Write the lines below as a JSON list of strings, one string per line, leaving out blank lines.

# Data rows
- - - -
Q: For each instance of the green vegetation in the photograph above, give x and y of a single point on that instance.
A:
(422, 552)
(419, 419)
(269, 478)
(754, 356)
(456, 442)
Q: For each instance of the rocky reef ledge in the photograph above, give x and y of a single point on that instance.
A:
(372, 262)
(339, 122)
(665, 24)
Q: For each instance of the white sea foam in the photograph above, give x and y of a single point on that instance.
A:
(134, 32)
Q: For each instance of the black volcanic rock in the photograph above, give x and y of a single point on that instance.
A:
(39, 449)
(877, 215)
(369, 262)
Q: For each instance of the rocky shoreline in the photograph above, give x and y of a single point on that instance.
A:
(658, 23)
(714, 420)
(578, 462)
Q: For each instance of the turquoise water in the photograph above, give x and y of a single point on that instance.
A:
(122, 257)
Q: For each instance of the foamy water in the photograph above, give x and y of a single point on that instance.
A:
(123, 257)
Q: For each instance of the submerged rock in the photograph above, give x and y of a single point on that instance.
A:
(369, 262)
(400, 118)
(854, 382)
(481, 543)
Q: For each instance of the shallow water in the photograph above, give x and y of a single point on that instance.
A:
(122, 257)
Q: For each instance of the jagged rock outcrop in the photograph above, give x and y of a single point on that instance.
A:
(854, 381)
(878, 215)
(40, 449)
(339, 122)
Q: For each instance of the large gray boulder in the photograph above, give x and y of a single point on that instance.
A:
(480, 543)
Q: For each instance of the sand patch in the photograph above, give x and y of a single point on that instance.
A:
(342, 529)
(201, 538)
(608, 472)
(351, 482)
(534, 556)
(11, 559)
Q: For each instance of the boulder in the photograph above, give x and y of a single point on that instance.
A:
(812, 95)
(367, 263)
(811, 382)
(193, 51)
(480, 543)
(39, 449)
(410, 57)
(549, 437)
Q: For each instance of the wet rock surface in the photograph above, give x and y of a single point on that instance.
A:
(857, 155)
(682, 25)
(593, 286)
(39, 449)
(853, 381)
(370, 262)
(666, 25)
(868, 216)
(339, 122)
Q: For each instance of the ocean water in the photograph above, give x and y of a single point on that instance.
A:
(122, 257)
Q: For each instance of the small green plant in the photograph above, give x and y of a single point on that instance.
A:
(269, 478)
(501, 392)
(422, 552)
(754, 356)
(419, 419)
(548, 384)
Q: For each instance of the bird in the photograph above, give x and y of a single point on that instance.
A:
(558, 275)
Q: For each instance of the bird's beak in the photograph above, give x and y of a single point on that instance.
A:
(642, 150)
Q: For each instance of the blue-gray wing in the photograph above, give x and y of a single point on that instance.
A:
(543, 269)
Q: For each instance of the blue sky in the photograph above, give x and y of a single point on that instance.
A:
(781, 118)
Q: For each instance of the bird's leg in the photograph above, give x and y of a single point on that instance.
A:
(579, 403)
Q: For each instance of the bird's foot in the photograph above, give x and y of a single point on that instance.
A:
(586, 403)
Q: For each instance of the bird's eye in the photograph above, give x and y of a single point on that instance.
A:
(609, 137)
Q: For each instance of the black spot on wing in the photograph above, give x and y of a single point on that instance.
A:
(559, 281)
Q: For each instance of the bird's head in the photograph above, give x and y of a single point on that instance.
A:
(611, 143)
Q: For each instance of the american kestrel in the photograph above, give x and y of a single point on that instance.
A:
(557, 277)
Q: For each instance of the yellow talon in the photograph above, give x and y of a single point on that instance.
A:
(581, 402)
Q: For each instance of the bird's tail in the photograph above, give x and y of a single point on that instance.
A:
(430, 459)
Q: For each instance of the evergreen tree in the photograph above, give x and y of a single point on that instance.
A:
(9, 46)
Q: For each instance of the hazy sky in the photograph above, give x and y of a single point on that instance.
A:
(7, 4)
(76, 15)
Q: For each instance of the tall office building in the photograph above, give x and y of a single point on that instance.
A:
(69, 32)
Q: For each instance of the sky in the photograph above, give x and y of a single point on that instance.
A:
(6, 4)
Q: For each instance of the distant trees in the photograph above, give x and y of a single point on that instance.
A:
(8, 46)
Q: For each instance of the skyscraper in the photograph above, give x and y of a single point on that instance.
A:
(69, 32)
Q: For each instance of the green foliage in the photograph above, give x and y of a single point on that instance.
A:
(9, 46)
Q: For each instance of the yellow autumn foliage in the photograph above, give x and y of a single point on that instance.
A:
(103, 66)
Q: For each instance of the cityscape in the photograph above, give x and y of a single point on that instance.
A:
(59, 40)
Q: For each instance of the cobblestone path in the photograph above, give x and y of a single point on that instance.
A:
- - - -
# Full output
[
  "Q: For each instance of the green vegetation in the photograph above, give x and y of a single point on that instance.",
  "A:",
  "(422, 552)",
  "(419, 419)",
  "(269, 478)",
  "(754, 356)",
  "(456, 442)",
  "Q: For each instance of the rocky reef ledge in the photograph above, give x and y of a single point on that instance.",
  "A:",
  "(372, 262)",
  "(339, 122)",
  "(665, 24)",
  "Q: For each instance of the white sea foam in the photograph above, give x and y of a single point on that instance.",
  "A:",
  "(134, 32)",
  "Q: For each instance of the black volcanic rock in the photograph above, give x and y of a single point on that instance.",
  "A:",
  "(39, 449)",
  "(877, 215)",
  "(369, 262)",
  "Q: For each instance of the rocky shoreline in the photograph above, give x and y of a single point on that instance.",
  "A:",
  "(658, 23)",
  "(714, 420)",
  "(578, 462)",
  "Q: For each instance of the turquoise water in the photograph above, give x and y of a single point on that instance.",
  "A:",
  "(122, 257)",
  "Q: For each instance of the foamy water in the photograph above, give x and y of a single point on that instance.",
  "A:",
  "(123, 257)",
  "Q: For each instance of the submerged rock in the photograph above, give x and y of a single point on that instance.",
  "A:",
  "(369, 262)",
  "(400, 118)",
  "(854, 382)",
  "(481, 543)",
  "Q: For each instance of the shallow water in the photograph above, give x and y of a single point on that instance.",
  "A:",
  "(122, 257)",
  "Q: For each instance of the jagged rock outcrop in the photograph above, give x and y of a single point on that instance.",
  "A:",
  "(854, 381)",
  "(878, 215)",
  "(40, 449)",
  "(339, 122)",
  "Q: For each instance of the large gray boulder in the photograph above, give x and y of a single point on that instance.",
  "A:",
  "(480, 543)",
  "Q: For each instance of the sand patch in the photograph above, give x and y of a single point on that instance.",
  "A:",
  "(342, 529)",
  "(201, 538)",
  "(608, 472)",
  "(351, 482)",
  "(534, 556)",
  "(11, 559)",
  "Q: For each instance of the boulder in the photograph above, give x and y of a single point on that instance.",
  "A:",
  "(812, 95)",
  "(367, 263)",
  "(811, 382)",
  "(193, 51)",
  "(480, 543)",
  "(39, 449)",
  "(410, 57)",
  "(549, 437)",
  "Q: For each instance of the wet rock surface in the photograph above, give x and y of a single point on that instance.",
  "A:",
  "(857, 155)",
  "(682, 25)",
  "(593, 286)",
  "(39, 449)",
  "(853, 381)",
  "(370, 262)",
  "(666, 25)",
  "(868, 216)",
  "(339, 122)",
  "Q: For each instance of the ocean water in the photograph above, give x and y of a single point on that instance.",
  "A:",
  "(122, 257)",
  "Q: For each instance of the small green plant in the photograph above, give x and y of a single point on that instance.",
  "A:",
  "(269, 478)",
  "(501, 392)",
  "(422, 552)",
  "(754, 356)",
  "(419, 419)",
  "(548, 384)",
  "Q: For each instance of the bird in the photograph above, give x and y of a single point on that instance.",
  "A:",
  "(558, 275)",
  "Q: For each instance of the bird's beak in the photograph above, give x and y of a single point on that instance.",
  "A:",
  "(642, 150)",
  "Q: For each instance of the blue-gray wing in the photograph above, give x and y of a single point on that instance.",
  "A:",
  "(543, 269)",
  "Q: For each instance of the blue sky in the photograph above, give x and y of a single point on that instance.",
  "A:",
  "(781, 118)",
  "Q: For each instance of the bird's leg in the photograph above, give x and y of a single point on that instance.",
  "A:",
  "(579, 403)",
  "Q: For each instance of the bird's foot in the photograph above, give x and y of a single point on that instance.",
  "A:",
  "(586, 403)",
  "Q: For each instance of the bird's eye in the photograph above, give x and y of a single point on that instance.",
  "A:",
  "(609, 137)",
  "Q: For each instance of the black spot on wing in the photograph above, give x and y of a single point on that instance.",
  "A:",
  "(559, 281)",
  "Q: For each instance of the bird's head in the photograph above, give x and y of a single point on that instance.",
  "A:",
  "(611, 143)",
  "Q: For each instance of the american kestrel in the photograph above, give x and y of a single point on that instance.",
  "A:",
  "(557, 277)",
  "Q: For each instance of the yellow talon in the photograph above, give x and y of a single point on that instance.",
  "A:",
  "(581, 402)",
  "Q: For each instance of the bird's tail in the photograph above, give x and y of a single point on that instance.",
  "A:",
  "(430, 459)",
  "Q: For each instance of the evergreen tree in the photograph above, give x and y of a single point on that instance.",
  "A:",
  "(9, 46)",
  "Q: For each instance of the hazy sky in the photograph above, give x and y of a single point on that instance.",
  "A:",
  "(7, 4)",
  "(76, 15)",
  "Q: For each instance of the tall office building in the photograph above, give x and y of a single point on that instance.",
  "A:",
  "(69, 32)",
  "Q: For each instance of the sky in the photograph above, give x and y of a single point on that instance.",
  "A:",
  "(6, 4)",
  "Q: For each instance of the distant trees in the photograph above, give x and y of a single point on that instance.",
  "A:",
  "(8, 46)",
  "Q: For each instance of the skyscraper in the photograph above, give x and y of a single point on that instance.",
  "A:",
  "(69, 32)",
  "Q: For each instance of the green foliage in the photograph above, give x and y of a single point on that instance.",
  "A:",
  "(9, 46)",
  "Q: For each instance of the yellow autumn foliage in the photograph above, give x and y of a single point on that instance.",
  "A:",
  "(103, 66)",
  "Q: For each instance of the cityscape in the photograph above, give x and y of a single point on that instance.",
  "A:",
  "(59, 40)",
  "Q: For each instance of the cobblestone path in the photograph above, give x and y of a single point on that instance.",
  "A:"
]